====== Information provided ======

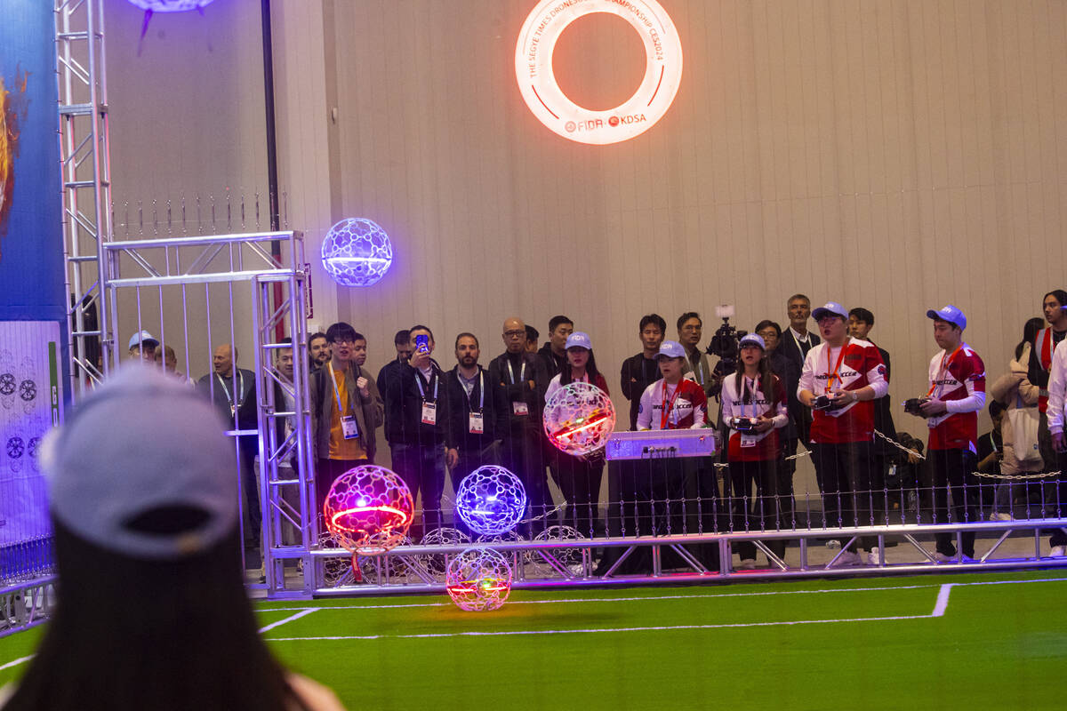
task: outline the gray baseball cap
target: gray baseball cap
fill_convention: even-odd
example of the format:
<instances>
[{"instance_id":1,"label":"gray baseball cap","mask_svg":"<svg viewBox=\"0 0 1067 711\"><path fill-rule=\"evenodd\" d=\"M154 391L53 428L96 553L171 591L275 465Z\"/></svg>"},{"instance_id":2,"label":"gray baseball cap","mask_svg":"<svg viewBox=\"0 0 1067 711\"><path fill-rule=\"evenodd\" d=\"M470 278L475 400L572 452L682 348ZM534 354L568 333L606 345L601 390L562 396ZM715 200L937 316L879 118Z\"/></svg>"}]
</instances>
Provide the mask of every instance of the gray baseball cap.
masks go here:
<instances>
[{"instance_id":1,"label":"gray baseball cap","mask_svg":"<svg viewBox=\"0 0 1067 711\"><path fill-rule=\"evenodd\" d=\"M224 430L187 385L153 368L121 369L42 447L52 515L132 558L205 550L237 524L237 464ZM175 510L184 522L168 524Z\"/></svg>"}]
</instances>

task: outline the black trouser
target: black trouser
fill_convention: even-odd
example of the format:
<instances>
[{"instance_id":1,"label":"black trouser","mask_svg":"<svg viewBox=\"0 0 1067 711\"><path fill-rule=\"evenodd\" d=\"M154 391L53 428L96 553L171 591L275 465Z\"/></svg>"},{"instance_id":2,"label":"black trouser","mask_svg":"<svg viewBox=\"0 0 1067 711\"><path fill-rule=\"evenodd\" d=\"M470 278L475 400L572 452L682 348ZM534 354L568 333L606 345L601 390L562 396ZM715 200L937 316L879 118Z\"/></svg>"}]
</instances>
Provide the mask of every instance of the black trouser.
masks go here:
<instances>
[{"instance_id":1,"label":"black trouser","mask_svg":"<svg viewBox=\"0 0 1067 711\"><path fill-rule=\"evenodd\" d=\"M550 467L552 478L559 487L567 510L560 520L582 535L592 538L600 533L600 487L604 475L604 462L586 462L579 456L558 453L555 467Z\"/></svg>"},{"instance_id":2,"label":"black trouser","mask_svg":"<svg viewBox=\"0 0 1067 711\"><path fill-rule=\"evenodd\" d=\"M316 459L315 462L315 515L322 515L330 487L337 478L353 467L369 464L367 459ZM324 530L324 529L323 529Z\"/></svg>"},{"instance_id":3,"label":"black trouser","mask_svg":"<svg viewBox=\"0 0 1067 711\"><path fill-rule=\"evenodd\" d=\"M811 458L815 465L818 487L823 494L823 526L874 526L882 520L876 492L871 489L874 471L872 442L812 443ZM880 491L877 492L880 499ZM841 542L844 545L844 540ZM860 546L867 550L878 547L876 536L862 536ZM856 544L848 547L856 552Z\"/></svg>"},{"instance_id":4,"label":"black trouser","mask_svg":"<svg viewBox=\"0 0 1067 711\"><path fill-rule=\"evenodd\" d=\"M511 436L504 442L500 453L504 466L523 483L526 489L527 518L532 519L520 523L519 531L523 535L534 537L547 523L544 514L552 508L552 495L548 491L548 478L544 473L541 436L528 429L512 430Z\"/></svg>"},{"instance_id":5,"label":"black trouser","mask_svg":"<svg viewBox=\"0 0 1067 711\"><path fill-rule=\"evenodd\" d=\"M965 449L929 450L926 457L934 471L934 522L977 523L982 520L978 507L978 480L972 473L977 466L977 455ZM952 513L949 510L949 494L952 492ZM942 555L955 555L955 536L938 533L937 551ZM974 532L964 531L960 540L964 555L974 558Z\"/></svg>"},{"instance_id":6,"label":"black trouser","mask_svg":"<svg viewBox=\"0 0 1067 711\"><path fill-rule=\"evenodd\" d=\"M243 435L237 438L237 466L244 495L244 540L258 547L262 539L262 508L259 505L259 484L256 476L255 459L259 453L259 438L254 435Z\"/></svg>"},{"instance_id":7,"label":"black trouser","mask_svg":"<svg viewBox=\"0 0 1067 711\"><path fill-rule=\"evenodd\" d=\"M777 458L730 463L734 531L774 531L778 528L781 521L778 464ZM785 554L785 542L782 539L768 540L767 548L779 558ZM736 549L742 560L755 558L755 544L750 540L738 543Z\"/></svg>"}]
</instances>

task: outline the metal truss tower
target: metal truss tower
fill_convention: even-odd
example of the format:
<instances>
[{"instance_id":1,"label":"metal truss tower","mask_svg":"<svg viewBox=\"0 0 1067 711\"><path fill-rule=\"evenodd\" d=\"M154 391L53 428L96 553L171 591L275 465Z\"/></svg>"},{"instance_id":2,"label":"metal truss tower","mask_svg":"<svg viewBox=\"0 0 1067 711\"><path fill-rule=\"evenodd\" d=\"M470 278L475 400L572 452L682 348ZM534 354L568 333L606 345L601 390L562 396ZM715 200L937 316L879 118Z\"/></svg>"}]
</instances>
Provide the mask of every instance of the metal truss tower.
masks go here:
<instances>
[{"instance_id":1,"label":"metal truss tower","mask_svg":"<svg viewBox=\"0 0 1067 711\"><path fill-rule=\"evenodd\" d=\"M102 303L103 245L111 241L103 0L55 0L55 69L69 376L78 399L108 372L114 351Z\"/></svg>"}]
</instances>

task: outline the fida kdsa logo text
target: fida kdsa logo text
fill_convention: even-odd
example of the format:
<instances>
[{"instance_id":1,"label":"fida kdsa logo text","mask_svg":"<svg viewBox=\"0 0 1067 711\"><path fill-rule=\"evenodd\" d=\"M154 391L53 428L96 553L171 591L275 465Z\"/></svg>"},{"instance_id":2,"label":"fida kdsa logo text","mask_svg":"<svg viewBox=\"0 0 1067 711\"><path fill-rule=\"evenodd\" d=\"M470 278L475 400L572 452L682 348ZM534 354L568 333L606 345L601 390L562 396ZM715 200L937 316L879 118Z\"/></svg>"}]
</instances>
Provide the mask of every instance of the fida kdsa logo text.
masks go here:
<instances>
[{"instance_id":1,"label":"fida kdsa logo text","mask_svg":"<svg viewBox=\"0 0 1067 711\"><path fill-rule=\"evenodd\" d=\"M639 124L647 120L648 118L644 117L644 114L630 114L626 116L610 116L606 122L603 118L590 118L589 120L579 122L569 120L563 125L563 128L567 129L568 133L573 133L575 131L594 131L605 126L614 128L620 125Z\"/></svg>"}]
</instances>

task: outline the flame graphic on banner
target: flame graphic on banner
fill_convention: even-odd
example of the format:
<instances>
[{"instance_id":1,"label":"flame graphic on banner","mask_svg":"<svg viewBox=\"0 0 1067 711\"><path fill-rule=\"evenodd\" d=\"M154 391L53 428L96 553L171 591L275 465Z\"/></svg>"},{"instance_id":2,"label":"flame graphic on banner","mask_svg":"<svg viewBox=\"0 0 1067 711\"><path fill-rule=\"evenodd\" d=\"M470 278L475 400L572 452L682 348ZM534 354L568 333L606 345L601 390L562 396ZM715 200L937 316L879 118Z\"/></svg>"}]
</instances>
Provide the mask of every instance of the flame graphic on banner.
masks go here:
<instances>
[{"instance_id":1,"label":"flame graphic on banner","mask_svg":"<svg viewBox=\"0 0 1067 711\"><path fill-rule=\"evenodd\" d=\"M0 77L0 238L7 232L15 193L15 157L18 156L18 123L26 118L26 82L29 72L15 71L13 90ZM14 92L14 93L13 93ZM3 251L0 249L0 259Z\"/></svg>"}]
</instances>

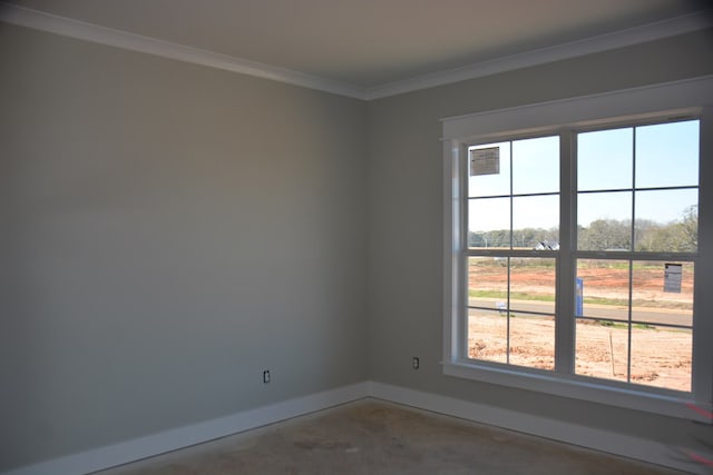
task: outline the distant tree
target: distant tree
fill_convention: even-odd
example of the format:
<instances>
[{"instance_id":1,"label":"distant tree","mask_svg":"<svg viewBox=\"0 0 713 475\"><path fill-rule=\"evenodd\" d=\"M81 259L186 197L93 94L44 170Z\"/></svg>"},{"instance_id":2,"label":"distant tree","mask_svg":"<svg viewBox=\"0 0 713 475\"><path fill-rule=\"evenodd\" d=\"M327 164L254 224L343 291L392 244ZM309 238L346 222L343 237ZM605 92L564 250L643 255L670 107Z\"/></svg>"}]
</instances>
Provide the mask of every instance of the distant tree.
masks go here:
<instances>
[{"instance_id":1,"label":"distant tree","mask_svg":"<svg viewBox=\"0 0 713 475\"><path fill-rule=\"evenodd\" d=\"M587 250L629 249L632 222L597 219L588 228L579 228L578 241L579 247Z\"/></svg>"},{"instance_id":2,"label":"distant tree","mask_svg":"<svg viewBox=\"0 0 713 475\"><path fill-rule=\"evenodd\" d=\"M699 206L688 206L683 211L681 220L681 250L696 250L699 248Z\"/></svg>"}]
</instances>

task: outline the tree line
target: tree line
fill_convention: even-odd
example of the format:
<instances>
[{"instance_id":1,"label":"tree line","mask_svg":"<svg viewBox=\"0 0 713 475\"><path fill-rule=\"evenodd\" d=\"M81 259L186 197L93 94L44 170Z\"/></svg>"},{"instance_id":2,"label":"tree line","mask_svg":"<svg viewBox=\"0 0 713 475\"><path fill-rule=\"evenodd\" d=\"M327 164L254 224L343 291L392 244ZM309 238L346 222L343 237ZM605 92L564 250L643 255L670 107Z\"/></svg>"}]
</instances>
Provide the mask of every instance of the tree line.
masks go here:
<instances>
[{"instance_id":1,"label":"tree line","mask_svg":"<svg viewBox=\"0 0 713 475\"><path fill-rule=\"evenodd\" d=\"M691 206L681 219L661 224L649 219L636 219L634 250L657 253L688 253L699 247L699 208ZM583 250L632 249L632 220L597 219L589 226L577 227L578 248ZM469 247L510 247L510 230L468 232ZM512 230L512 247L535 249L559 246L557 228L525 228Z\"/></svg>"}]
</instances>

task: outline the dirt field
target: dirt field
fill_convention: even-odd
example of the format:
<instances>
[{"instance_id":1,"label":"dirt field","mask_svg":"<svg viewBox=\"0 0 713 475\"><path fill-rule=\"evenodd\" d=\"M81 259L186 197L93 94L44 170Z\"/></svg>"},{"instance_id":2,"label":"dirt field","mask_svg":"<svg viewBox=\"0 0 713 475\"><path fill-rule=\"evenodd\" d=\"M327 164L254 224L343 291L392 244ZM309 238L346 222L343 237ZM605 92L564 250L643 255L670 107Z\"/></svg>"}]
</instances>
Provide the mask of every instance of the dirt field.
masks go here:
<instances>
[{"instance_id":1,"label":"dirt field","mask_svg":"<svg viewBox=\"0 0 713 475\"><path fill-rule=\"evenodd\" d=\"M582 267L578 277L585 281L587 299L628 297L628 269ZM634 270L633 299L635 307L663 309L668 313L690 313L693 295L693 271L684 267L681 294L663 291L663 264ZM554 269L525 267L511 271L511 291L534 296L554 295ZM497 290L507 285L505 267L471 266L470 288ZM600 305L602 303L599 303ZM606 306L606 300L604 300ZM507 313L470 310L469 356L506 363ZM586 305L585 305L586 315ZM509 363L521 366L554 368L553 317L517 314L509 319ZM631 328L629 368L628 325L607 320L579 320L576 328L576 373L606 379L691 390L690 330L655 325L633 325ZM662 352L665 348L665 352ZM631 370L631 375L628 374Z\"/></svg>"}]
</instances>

======

**Given instruction**
Pull out each line of the Outline records that contains the word "graphic" and list them.

**Result of this exercise**
task: outline the flame graphic on banner
target: flame graphic on banner
[{"instance_id":1,"label":"flame graphic on banner","mask_svg":"<svg viewBox=\"0 0 1067 711\"><path fill-rule=\"evenodd\" d=\"M154 391L53 428L96 553L171 591L275 465Z\"/></svg>"},{"instance_id":2,"label":"flame graphic on banner","mask_svg":"<svg viewBox=\"0 0 1067 711\"><path fill-rule=\"evenodd\" d=\"M470 278L475 400L572 452L682 348ZM534 354L568 333L606 345L601 390L562 396ZM715 200L937 316L879 118Z\"/></svg>"}]
Provide the mask of every instance of the flame graphic on banner.
[{"instance_id":1,"label":"flame graphic on banner","mask_svg":"<svg viewBox=\"0 0 1067 711\"><path fill-rule=\"evenodd\" d=\"M0 77L0 238L7 232L15 193L15 157L18 156L18 123L26 118L26 82L29 72L15 71L13 90ZM14 92L14 93L13 93ZM3 251L0 249L0 259Z\"/></svg>"}]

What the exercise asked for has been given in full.